STATED TASK:
Rewrite the items below with "white wooden box" changed to "white storage crate" wherever it occurs, leaving every other part as it is.

GIVEN RECORDS:
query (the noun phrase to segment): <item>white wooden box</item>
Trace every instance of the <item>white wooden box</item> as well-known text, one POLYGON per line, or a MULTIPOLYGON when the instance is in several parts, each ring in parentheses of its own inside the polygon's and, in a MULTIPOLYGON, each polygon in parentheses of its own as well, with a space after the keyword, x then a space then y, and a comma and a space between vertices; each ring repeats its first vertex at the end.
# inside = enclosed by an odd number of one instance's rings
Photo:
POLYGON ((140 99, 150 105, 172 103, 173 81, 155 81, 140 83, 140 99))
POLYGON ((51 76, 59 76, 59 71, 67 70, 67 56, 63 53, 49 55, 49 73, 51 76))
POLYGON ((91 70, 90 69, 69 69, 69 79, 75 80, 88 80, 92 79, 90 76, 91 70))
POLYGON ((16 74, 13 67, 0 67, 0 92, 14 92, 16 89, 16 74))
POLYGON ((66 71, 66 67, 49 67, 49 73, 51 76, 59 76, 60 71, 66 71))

EXERCISE RESULT:
query (the noun phrase to segment): <item>white storage crate</item>
Trace every instance of the <item>white storage crate</item> as well-known text, one POLYGON per line, or a MULTIPOLYGON when the instance is in several parts, each ring in parentheses of its own inside the polygon's and, in a MULTIPOLYGON, each polygon in parentheses of its own as well, with a space after the keyword, x then a space then y, and a comma and a space between vertices; each ring repeats its first vertex at the end.
# inside = enclosed by an odd number of one instance's rings
Photo:
POLYGON ((140 99, 150 105, 172 103, 173 81, 155 81, 140 83, 140 99))
POLYGON ((51 76, 59 76, 59 71, 67 70, 67 56, 63 53, 49 55, 49 73, 51 76))
POLYGON ((91 70, 90 69, 69 69, 69 79, 75 80, 88 80, 92 79, 90 76, 91 70))
POLYGON ((16 74, 13 67, 0 67, 0 92, 14 92, 16 89, 16 74))
POLYGON ((66 71, 66 67, 49 67, 49 73, 51 76, 59 76, 60 71, 66 71))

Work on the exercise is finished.